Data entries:
- - -

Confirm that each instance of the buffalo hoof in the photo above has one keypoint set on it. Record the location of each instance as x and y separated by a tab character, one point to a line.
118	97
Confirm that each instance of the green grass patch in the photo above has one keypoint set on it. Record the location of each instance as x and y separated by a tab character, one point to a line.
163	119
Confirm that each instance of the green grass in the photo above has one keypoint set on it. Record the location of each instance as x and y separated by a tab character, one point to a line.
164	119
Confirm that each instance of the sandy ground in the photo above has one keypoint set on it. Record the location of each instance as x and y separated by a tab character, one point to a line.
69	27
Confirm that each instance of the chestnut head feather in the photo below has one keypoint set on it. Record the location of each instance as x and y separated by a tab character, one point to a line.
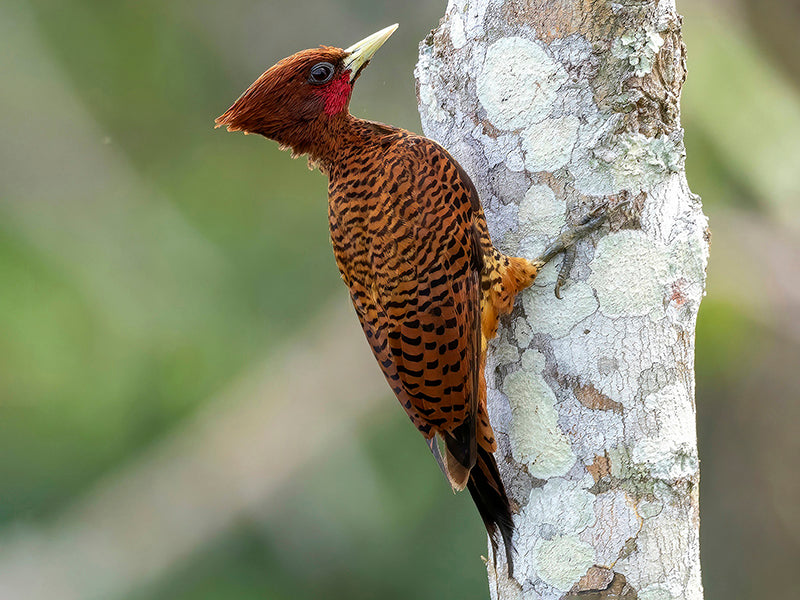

- - -

Once the line holding "Confirm that each instance of the green grass in" is found, set it down along with every line after it through the end of the entries, exactly, leaving the pictures out.

Confirm that each instance of the green grass in the photo above has one keypoint set on it. Record the location of each instance as x and y separated by a tab character, one point to a line.
164	119
Confirm that each instance of the sandy ground in the photo above has one keypoint set on it. Record the location of each instance as x and y separated by a tab character, one point to a line.
69	27
Confirm that each instance of the chestnut head feather in the photo below has one keypoint set on it. Record the location of each instance as x and y separated by a tab character, one point to a line.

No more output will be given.